■ DIRECTIONS FOR THIS TASK
Please answer these questions from the forum thread about the essay chart script, numbering each answer to match:
1. Which tool lays out the graphs?
2. What does ComputeRankings calculate for each page?
3. What does MakeGraph output?

■ PASSAGE GIVEN

==============================

In case anyone is interested, here's a clickable chart of all PG's essays showin...

raganwald · on Dec 16, 2010

I get the algorithm, but what tool(s) did you use generate the page itself?

RiderOfGiraffes · on Dec 16, 2010

OK, here's the script that drives the process.

    echo Retrieving index
        curl http://www.paulgraham.com/articles.html > data0

    echo Extracting URLs
        grep -ho "<a href[^>]*>[^<]*<.a>" data0 | grep -v http | grep -v RSS > data1

ComputeRankings takes the list of essays, extracts outgoing links to create a digraph, and then computes the Page-Rank of each page.

CreatePGER takes the results and an HTML template and glues them together to create the rankings page.

    echo Creating rankings page
        ./ComputeRankings.py > ComputeRankings.out
        ./Create_PGER.py > PaulGrahamEssaysRanking

MakeGraph outputs dot files for the giant component and the "other nodes" graph.

    echo Creating DOT file
        ./MakeGraph.py > links0.dot

Then I use neato to layout the graphs. In each case I run it a few hundred times and pick the result that has the largest boxes. That means it's the most compact output, and seems to be a good heuristic.

    echo Create Giant.png
        ./LayoutGraph Giant 11,40

    echo Create Other.png
        ./LayoutGraph Other   8,5

Finally I create the HTML you see using an HTML template.

    echo Create page with map
        ./Create_PGE.py > PaulGrahamEssays

There's a small lie in this. The web site is actually a statically generated "wiki". When it was first devised I didn't have the facility to run scripts on my host. I generate the pages as plain text with some mark-down, then off-line generate the entire site. Then I upload the parts that have changed.

If you try to edit then your suggested new version gets emailed to me, where it goes through an aggressive spam filter. Then it sits in my inbox for me to decide if it's a good change. If so, I trigger a refresh. Some people have passwords that trigger the refresh automatically, without my intervention, so it really does work as a limited access wiki.

Er, right. Is that what you wanted to know?

RiderOfGiraffes · on Dec 16, 2010

Here's a stripped down version of the "LayoutGraph" script. In essence, layout the graph 100 times and score each attempt according to the size of the biggest box. Save the attempt in a file with a name that has the score in it, then pick off the best. That way I can compare attempts with each other while it runs.

==============================

■ EXTRACTED RECORDS
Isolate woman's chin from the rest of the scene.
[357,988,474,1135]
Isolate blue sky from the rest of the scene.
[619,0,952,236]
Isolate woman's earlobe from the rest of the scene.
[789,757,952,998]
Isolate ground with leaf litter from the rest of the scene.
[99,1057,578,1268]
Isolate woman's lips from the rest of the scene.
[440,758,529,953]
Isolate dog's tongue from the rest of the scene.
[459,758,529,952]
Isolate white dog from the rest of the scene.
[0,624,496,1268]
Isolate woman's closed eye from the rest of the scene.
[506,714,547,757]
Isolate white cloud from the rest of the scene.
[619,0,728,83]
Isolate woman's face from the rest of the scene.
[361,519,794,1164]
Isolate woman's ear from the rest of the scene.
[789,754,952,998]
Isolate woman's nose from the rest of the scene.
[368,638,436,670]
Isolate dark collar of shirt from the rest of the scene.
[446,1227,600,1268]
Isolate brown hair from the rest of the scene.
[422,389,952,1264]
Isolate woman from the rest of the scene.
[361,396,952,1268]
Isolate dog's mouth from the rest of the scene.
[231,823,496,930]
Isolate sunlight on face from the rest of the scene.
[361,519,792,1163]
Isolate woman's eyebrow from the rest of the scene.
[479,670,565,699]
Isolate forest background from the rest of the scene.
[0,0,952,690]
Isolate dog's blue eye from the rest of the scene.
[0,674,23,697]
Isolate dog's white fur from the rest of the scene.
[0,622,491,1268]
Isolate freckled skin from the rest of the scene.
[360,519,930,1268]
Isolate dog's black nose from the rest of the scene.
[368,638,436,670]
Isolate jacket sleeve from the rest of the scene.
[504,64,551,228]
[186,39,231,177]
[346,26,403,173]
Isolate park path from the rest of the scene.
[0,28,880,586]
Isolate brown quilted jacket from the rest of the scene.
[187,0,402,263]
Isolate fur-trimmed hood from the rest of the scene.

==============================

■ FINISHED TASK
1. neato
2. Its Page-Rank
3. Dot files for the giant component and the "other nodes" graph